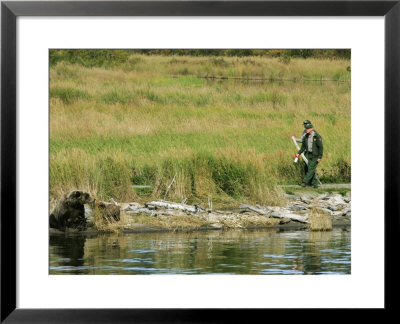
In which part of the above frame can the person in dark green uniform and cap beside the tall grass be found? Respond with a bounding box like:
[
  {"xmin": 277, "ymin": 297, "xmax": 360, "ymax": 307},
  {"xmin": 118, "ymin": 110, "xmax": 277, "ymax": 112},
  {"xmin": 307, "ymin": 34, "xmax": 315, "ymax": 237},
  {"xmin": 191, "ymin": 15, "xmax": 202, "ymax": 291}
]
[{"xmin": 296, "ymin": 120, "xmax": 324, "ymax": 188}]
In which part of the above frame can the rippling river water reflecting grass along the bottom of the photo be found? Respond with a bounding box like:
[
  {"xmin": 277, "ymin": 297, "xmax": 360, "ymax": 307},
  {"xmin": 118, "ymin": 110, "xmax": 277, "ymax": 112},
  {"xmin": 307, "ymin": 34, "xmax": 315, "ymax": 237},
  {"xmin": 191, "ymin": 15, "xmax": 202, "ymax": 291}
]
[{"xmin": 49, "ymin": 228, "xmax": 351, "ymax": 275}]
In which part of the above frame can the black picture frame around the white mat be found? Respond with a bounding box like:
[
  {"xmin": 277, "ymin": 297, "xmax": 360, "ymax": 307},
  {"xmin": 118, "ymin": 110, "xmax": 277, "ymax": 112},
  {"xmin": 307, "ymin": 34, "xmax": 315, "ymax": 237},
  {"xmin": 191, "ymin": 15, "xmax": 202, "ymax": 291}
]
[{"xmin": 1, "ymin": 0, "xmax": 400, "ymax": 323}]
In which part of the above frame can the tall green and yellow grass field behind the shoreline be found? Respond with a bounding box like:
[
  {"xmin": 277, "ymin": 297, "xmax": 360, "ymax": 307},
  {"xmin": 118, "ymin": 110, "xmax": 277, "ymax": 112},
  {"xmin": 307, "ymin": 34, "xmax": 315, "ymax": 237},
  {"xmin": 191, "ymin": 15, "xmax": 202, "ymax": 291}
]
[{"xmin": 49, "ymin": 50, "xmax": 351, "ymax": 230}]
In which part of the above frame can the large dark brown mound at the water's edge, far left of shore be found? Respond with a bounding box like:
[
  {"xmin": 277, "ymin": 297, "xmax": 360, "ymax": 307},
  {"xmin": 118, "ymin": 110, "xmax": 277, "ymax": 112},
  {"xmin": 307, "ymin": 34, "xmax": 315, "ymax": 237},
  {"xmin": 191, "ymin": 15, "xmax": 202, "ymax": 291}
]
[{"xmin": 49, "ymin": 190, "xmax": 94, "ymax": 231}]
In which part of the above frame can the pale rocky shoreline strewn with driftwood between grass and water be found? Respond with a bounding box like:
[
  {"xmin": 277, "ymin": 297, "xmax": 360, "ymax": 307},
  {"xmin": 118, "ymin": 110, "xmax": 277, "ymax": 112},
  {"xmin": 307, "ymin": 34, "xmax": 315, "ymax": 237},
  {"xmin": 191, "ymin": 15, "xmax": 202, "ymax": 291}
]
[{"xmin": 73, "ymin": 192, "xmax": 351, "ymax": 233}]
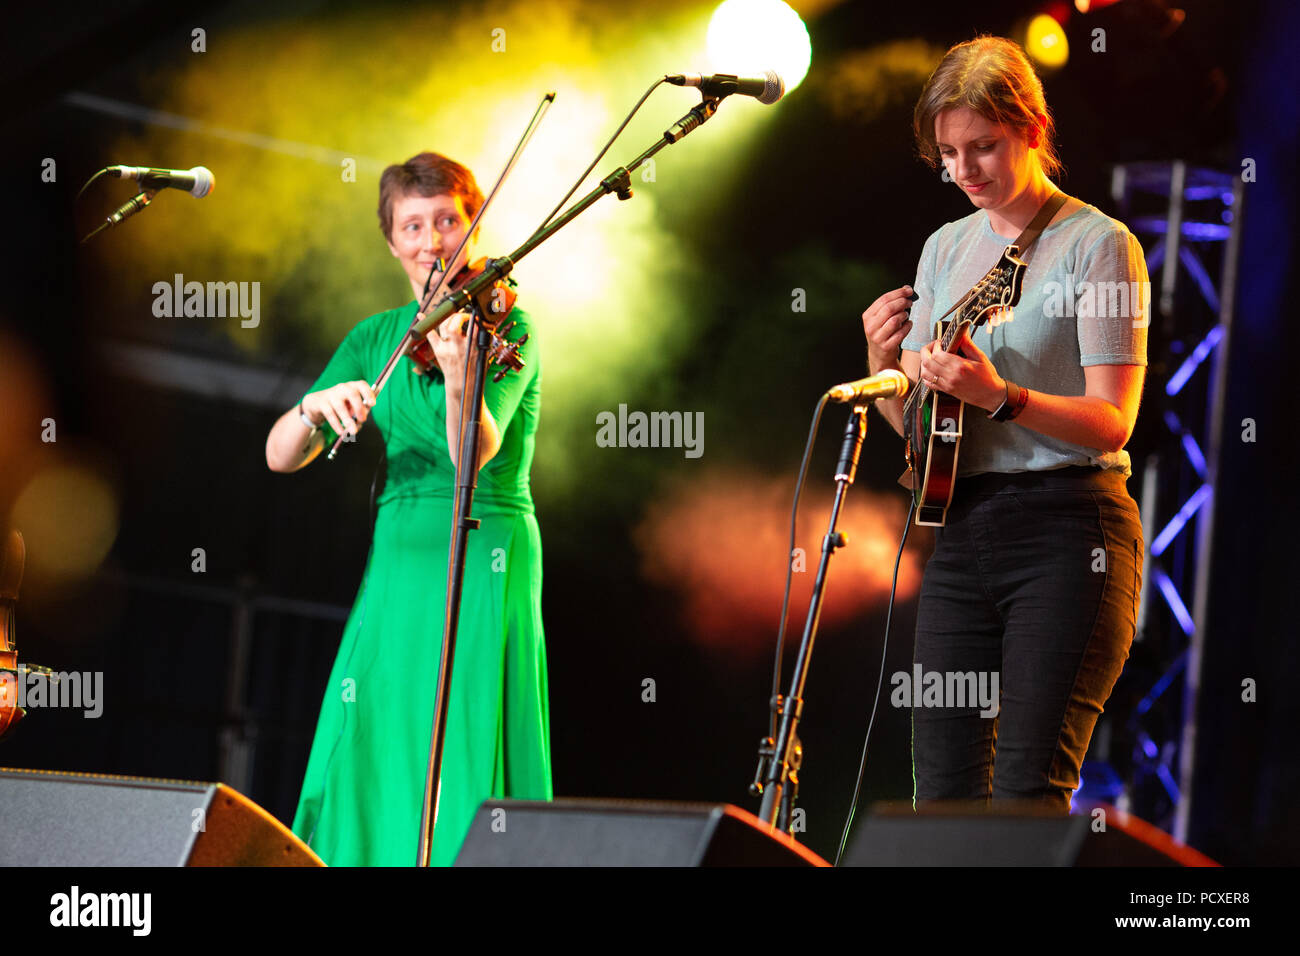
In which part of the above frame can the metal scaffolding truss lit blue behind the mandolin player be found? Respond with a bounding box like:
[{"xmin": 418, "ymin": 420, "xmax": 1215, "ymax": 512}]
[{"xmin": 1110, "ymin": 160, "xmax": 1244, "ymax": 840}]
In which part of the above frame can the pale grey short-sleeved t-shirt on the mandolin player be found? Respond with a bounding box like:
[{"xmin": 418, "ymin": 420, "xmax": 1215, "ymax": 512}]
[{"xmin": 902, "ymin": 206, "xmax": 1151, "ymax": 476}]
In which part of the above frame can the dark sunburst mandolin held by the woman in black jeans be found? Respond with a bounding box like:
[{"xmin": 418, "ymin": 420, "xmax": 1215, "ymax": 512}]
[{"xmin": 900, "ymin": 243, "xmax": 1026, "ymax": 527}]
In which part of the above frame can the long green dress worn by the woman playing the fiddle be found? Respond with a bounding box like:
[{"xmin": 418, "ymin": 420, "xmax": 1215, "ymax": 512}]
[{"xmin": 293, "ymin": 300, "xmax": 551, "ymax": 866}]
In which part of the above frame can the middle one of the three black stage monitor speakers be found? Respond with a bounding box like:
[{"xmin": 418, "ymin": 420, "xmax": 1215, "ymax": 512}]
[{"xmin": 455, "ymin": 800, "xmax": 828, "ymax": 866}]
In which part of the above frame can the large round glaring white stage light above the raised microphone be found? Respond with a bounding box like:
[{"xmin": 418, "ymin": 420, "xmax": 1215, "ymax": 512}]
[{"xmin": 709, "ymin": 0, "xmax": 813, "ymax": 94}]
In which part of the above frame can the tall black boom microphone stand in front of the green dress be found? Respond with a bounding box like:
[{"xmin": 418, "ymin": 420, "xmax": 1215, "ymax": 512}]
[{"xmin": 421, "ymin": 96, "xmax": 738, "ymax": 866}]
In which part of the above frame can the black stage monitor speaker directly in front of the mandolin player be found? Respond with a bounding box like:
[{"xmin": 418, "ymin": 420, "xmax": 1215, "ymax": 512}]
[{"xmin": 841, "ymin": 803, "xmax": 1218, "ymax": 866}]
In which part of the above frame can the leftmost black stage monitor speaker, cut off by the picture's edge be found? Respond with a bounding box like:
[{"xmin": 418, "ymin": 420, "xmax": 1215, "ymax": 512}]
[{"xmin": 0, "ymin": 769, "xmax": 324, "ymax": 866}]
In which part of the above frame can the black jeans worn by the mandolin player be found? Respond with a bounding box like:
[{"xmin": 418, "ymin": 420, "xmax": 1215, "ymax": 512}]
[{"xmin": 911, "ymin": 468, "xmax": 1143, "ymax": 813}]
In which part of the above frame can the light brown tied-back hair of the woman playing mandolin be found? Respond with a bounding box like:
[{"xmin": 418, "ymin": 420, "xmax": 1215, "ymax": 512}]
[{"xmin": 911, "ymin": 36, "xmax": 1062, "ymax": 182}]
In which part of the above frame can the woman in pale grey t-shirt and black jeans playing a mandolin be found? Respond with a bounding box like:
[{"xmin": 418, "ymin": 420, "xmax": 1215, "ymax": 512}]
[{"xmin": 862, "ymin": 36, "xmax": 1149, "ymax": 813}]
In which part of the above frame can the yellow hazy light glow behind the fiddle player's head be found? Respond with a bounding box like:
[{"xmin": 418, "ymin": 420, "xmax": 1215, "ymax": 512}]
[{"xmin": 89, "ymin": 0, "xmax": 790, "ymax": 502}]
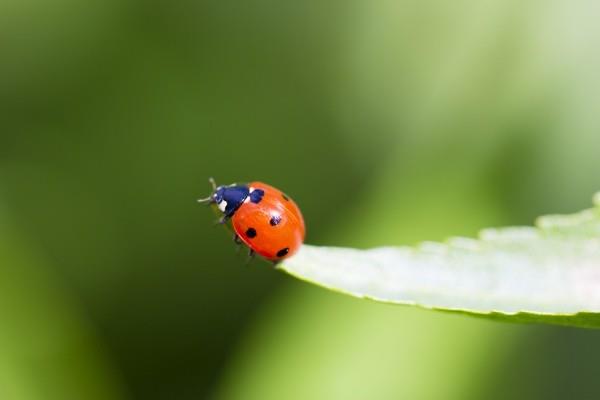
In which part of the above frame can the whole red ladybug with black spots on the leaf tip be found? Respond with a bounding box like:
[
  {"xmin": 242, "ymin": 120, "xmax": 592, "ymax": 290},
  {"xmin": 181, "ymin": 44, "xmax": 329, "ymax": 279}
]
[{"xmin": 198, "ymin": 178, "xmax": 305, "ymax": 263}]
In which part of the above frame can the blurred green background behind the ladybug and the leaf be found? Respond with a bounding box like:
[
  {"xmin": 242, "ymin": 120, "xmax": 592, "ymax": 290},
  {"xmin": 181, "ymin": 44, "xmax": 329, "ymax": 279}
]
[{"xmin": 0, "ymin": 0, "xmax": 600, "ymax": 400}]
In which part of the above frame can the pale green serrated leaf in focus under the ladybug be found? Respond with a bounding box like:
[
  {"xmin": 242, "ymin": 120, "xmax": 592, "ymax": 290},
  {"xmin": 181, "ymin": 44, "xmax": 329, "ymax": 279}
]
[{"xmin": 279, "ymin": 193, "xmax": 600, "ymax": 328}]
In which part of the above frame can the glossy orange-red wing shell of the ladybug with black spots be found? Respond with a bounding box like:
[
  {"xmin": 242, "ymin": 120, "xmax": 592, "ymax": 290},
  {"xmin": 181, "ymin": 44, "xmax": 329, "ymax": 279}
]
[{"xmin": 231, "ymin": 182, "xmax": 305, "ymax": 261}]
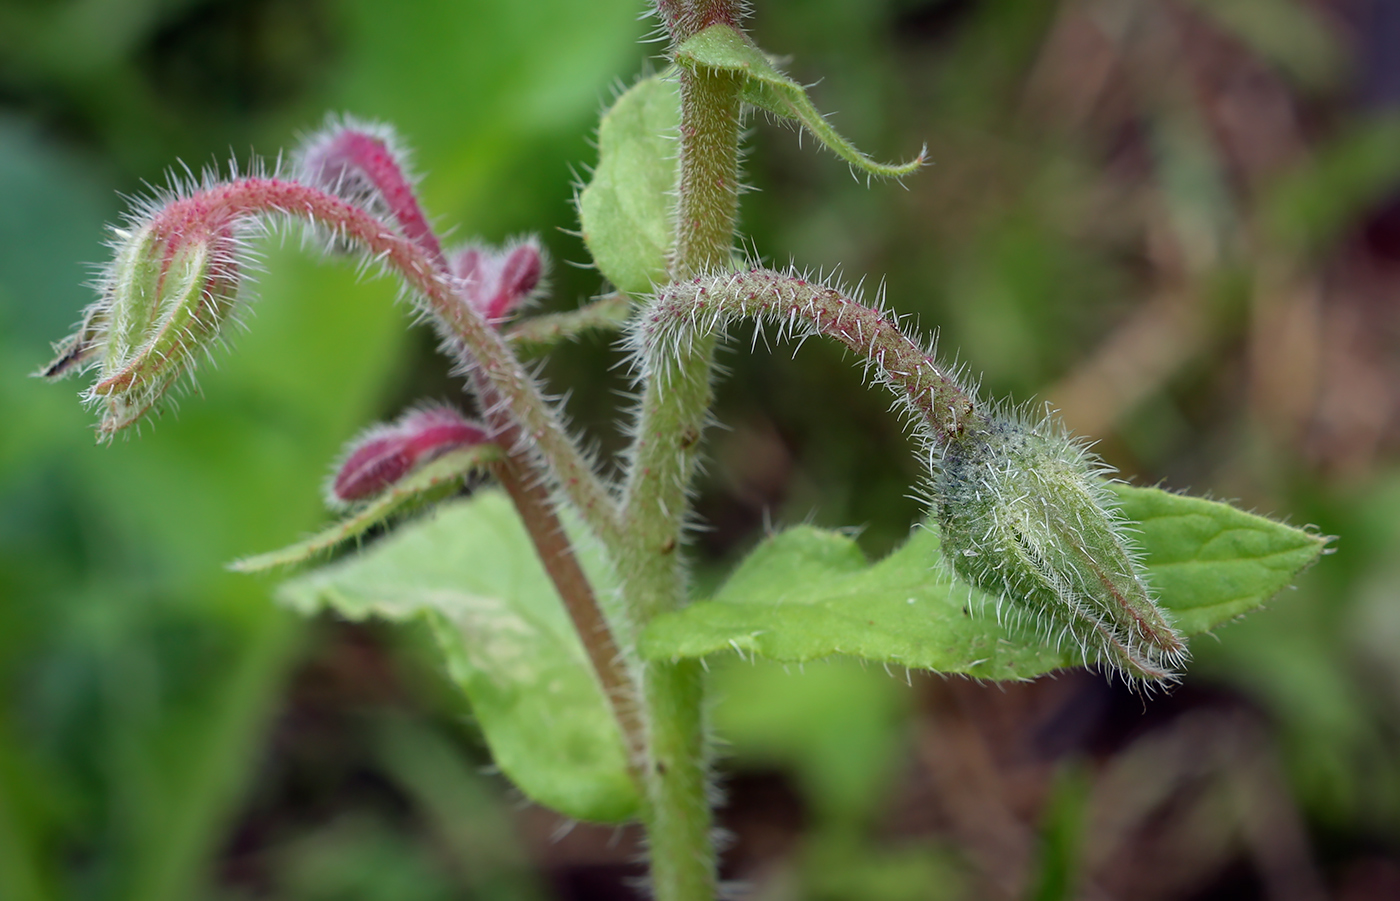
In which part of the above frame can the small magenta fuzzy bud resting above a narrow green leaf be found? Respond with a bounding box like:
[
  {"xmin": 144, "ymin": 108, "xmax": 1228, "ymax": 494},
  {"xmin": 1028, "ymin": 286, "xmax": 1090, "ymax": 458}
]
[{"xmin": 326, "ymin": 407, "xmax": 490, "ymax": 508}]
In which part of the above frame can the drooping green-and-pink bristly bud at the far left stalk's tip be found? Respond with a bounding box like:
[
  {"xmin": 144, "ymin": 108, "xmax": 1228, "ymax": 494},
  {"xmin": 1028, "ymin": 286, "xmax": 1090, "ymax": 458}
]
[{"xmin": 41, "ymin": 207, "xmax": 241, "ymax": 435}]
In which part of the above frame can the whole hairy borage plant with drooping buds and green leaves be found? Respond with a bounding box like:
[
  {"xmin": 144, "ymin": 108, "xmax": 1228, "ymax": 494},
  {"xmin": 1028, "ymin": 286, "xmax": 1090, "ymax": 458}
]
[{"xmin": 43, "ymin": 0, "xmax": 1326, "ymax": 901}]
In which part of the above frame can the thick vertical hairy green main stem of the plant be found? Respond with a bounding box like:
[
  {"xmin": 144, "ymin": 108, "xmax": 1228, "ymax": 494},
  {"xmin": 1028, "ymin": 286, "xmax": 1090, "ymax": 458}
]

### Exercise description:
Take from the listing above each line that contains the string "picture".

### Expected answer:
In which part of the above frame can the black picture frame around the white mat be found? Respond with a bounding box like:
In which part of the above frame can the leftmost black stage monitor speaker, cut off by the picture's edge be found? Respond with a bounding box like:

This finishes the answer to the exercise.